::: LISTING

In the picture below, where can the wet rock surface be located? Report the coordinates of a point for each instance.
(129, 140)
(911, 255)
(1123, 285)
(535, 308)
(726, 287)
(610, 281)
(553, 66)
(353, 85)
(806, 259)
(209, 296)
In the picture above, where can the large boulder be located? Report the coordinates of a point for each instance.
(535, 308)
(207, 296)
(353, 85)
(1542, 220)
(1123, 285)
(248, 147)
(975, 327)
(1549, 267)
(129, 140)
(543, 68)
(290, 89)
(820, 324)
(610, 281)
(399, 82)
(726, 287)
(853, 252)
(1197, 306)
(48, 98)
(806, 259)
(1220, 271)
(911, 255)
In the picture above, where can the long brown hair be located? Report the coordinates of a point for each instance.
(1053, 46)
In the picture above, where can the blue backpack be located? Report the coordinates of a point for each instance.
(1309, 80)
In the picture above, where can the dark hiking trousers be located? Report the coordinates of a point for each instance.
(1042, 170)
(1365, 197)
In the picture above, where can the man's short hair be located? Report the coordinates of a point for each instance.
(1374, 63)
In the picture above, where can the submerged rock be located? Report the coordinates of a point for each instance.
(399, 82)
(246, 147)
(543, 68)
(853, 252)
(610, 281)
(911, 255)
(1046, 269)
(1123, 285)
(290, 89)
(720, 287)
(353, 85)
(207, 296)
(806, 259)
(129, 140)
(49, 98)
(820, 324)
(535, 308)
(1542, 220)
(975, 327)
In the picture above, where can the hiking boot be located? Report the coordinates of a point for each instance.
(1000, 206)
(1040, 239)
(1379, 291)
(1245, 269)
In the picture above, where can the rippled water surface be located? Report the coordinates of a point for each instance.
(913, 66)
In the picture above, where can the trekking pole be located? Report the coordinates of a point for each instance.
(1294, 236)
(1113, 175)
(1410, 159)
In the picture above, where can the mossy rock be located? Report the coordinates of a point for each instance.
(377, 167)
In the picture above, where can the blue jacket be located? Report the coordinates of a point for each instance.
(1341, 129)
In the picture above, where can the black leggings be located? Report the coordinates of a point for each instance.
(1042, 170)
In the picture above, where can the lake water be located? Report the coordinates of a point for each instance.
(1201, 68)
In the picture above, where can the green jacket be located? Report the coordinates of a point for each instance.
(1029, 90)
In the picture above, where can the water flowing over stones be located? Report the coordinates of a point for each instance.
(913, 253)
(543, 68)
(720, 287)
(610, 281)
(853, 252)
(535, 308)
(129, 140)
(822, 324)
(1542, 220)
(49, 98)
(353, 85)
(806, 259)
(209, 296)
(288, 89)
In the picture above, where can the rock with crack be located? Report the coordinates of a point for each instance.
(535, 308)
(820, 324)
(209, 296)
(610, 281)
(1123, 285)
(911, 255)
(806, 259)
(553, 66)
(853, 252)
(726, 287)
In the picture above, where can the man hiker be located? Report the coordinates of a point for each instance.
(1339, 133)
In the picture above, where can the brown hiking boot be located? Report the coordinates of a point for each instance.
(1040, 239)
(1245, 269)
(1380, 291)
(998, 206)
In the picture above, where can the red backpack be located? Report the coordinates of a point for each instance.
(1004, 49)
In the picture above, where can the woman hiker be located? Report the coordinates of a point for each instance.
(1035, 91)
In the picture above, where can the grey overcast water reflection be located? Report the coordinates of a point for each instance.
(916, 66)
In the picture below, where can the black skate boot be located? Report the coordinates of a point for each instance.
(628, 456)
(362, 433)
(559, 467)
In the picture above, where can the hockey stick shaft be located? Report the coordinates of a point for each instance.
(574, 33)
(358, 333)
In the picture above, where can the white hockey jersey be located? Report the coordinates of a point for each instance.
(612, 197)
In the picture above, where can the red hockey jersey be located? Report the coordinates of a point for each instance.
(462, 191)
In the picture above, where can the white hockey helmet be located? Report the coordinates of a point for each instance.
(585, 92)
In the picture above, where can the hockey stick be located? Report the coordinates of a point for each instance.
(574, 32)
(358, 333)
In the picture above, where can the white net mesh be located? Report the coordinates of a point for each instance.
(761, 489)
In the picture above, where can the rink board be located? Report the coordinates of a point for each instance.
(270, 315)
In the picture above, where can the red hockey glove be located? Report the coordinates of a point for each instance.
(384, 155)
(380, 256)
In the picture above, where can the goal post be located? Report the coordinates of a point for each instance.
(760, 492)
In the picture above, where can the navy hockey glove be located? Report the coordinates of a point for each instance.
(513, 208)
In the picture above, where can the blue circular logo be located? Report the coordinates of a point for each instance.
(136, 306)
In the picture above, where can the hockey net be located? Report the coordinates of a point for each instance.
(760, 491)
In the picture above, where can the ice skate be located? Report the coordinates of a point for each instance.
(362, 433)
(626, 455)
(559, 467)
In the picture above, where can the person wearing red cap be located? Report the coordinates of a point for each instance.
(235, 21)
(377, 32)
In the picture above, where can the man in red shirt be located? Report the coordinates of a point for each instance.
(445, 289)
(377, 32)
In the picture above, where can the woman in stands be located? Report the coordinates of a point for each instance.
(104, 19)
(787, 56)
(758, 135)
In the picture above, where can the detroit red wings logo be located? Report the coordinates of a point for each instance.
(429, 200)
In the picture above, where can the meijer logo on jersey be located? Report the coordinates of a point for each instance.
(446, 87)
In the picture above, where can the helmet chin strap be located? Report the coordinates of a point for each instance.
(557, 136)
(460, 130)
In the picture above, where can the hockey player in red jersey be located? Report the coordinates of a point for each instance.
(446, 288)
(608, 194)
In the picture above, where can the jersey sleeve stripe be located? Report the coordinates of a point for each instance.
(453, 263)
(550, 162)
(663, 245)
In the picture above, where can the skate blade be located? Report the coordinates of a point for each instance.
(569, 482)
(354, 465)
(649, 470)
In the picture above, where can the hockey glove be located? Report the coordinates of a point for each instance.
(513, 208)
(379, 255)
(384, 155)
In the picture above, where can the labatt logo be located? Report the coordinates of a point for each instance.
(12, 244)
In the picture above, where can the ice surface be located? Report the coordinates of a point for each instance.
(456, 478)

::::::

▸ BRIEF
Quote every record above word for word, in its original order.

▸ RESULT FOR THIS EXERCISE
In the picture below, where can the wet rock surface be located? Report the coordinates of a point for each instance.
(129, 140)
(911, 255)
(1123, 285)
(535, 308)
(726, 287)
(610, 281)
(553, 66)
(353, 85)
(806, 259)
(209, 296)
In the picture above, where can the large boulder be located? Report the coordinates of a point for each instance.
(535, 308)
(207, 296)
(353, 85)
(1542, 220)
(1123, 285)
(248, 147)
(975, 327)
(1549, 267)
(129, 140)
(543, 68)
(290, 89)
(820, 324)
(610, 281)
(399, 82)
(726, 287)
(853, 252)
(1197, 306)
(48, 98)
(806, 259)
(1220, 271)
(911, 255)
In the picture above, where can the long brown hair be located? Report the coordinates of a point for each instance.
(1053, 46)
In the picture above, where can the blue backpack be located? Report the coordinates of a point for each instance.
(1309, 80)
In the picture above, where can the dark hiking trousers be located? Report the coordinates of a point for each instance.
(1042, 170)
(1365, 197)
In the picture above, where can the man's short hair be located? Report the coordinates of a point for each instance.
(1374, 63)
In the picture above, where can the submerged rock be located? Report the coordinates of a point for each instance.
(399, 82)
(246, 147)
(543, 68)
(853, 252)
(610, 281)
(911, 255)
(1046, 269)
(1123, 285)
(290, 89)
(720, 287)
(353, 85)
(207, 296)
(806, 259)
(129, 140)
(49, 98)
(820, 324)
(535, 308)
(1542, 220)
(975, 327)
In the picture above, where can the hiking boot be located? Report the coordinates of a point for each instance.
(1000, 206)
(1040, 239)
(1379, 291)
(1245, 269)
In the picture above, where can the rippled water surface be located? Report the coordinates of a point for each instance.
(913, 66)
In the picture above, where can the trekking pole be located? Report the coordinates of a point for each instance.
(1294, 236)
(1113, 175)
(1410, 159)
In the picture above, where can the mossy rock be located? Report the coordinates of a point for each instance.
(377, 167)
In the picture above, where can the blue jacket be located? Report the coordinates of a point for each instance.
(1341, 129)
In the picture above, where can the black leggings be located? Report the coordinates of a point for each instance.
(1042, 170)
In the picture above, where can the lake water be located? Report the coordinates of a point for each instance.
(1201, 68)
In the picture above, where can the green jacket be located? Report the coordinates of a point for each instance.
(1029, 90)
In the picture above, where can the water flowing over stones be located? Report the coordinates of a point for each instance.
(913, 253)
(543, 68)
(720, 287)
(610, 281)
(853, 252)
(535, 308)
(129, 140)
(822, 324)
(1542, 220)
(49, 98)
(353, 85)
(806, 259)
(209, 296)
(288, 89)
In the picture above, where can the rock with crack be located? Report the coordinates of a point for each instance.
(535, 308)
(820, 324)
(209, 296)
(610, 281)
(1123, 285)
(911, 255)
(806, 259)
(553, 66)
(853, 252)
(726, 287)
In the picture above, where can the man hiker be located? Report the coordinates of a point for each instance.
(1339, 133)
In the picture above, where can the brown hiking boot be located? Report the coordinates of a point for each instance.
(1040, 239)
(1245, 269)
(1380, 291)
(998, 206)
In the picture above, where can the red backpack be located? Report the coordinates of a point for each instance.
(1004, 49)
In the picture above, where can the woman hiker be located? Report the coordinates of a point for each instance.
(1035, 91)
In the picture above, where can the grey overcast water reflection be located? Report the coordinates of a point for each instance.
(916, 66)
In the picture below, where can the black skate boot be located? Report the coordinates of a point for each instance.
(628, 456)
(362, 433)
(559, 467)
In the picture above, where can the hockey stick shaft be located? Report the coordinates of a point for each instance.
(574, 33)
(358, 333)
In the picture above, where can the white hockey jersey be located? Report the coordinates of a point for each instance.
(612, 197)
In the picture above, where can the red hockey jersey be located? Report the coordinates of a point for each instance.
(462, 191)
In the picture above, where can the white hockey helmet be located? Report the coordinates of a point for each instance.
(585, 92)
In the picture above, where can the hockey stick be located? Report the coordinates of a point for each instance.
(574, 32)
(358, 333)
In the picture above, where can the white net mesh be located? Report the coordinates of a point for each instance.
(761, 489)
In the picture above, where can the rink board be located? Report the coordinates of a point for each instance.
(270, 315)
In the picture above, where can the red hockey glove be located? Report the coordinates of a point for each instance.
(384, 155)
(380, 256)
In the picture above, where can the goal post be located? Report the coordinates of a point for each instance.
(760, 492)
In the picture above, where can the navy hockey glove be located? Report the coordinates of a point for each instance.
(513, 208)
In the picture above, where can the blue circular logo be located? Report the coordinates of a point for each instance.
(136, 306)
In the picture above, where can the hockey net be located? Report the coordinates of a point for each instance.
(760, 491)
In the picture above, where can the ice skate be located? Report the coordinates of a point for each instance.
(362, 433)
(626, 455)
(559, 467)
In the picture above, where can the person wearing red cap be located? Report the coordinates of a point for each instance.
(235, 21)
(377, 32)
In the picture above, where can the man in red shirt be located? Report the coordinates of a point for each instance.
(445, 289)
(377, 32)
In the picture above, where can the woman in stands be located? Report the coordinates of a point for each instance.
(104, 19)
(787, 56)
(758, 135)
In the picture above, where can the detroit red wings logo be located? Report the coordinates of a point for each instance.
(429, 200)
In the picture above, where can the meijer logo on jersey be located? Report the coordinates of a point for each instance.
(446, 87)
In the picture above, where can the helmet chin strap be located? Report the coordinates of a point for each instance.
(557, 136)
(460, 130)
In the picture above, where can the hockey player in red jersey be located? Report the coordinates of a point for each instance.
(446, 288)
(608, 194)
In the picture above, where can the jersey sleeve stripe be located? Report the coordinates of a point for each instance.
(453, 263)
(550, 162)
(663, 245)
In the picture above, where can the skate blade be located? Report the coordinates of a point for each instance.
(569, 482)
(354, 465)
(649, 470)
In the picture above, where can the hockey glove be located? Report the coordinates of a point for each instance.
(513, 208)
(379, 255)
(384, 155)
In the picture above, where can the labatt logo be located? Report the coordinates of a point for each instance.
(12, 244)
In the picture above, where can the ice surface be located? Report the coordinates of a point for each instance.
(456, 478)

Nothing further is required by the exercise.